• WHAT THE EXERCISE ASKS:
Each line below has to be set down again exactly.

____

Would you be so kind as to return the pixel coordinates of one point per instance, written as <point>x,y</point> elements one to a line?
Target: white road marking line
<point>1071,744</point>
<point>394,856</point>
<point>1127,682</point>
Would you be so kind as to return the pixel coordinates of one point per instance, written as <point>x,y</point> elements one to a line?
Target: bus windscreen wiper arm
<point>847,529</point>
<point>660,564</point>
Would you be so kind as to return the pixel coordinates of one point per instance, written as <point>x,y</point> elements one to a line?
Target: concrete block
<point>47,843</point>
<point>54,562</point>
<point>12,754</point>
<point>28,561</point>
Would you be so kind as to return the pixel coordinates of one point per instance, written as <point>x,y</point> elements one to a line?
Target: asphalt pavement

____

• RESULT FOR THIS TASK:
Would you be so kind as to return the pixel coordinates of one point per instance, written as <point>x,y</point> elements one to a line?
Target: white road marking line
<point>1071,744</point>
<point>394,856</point>
<point>1127,682</point>
Would you be so kind as to return the pixel coordinates of one point per instance, written as <point>x,y</point> elements one to a line?
Target: bus windscreen wiper arm
<point>847,529</point>
<point>660,564</point>
Would you be so kind as to return the pixel coordinates of one point per instance, written as <point>x,y</point> elements one to a line?
Target: concrete block
<point>47,843</point>
<point>54,562</point>
<point>12,754</point>
<point>28,561</point>
Would you be so kind as to return the pixel coordinates of one point per instance, written as <point>x,y</point> elements one to a line?
Target: asphalt pavement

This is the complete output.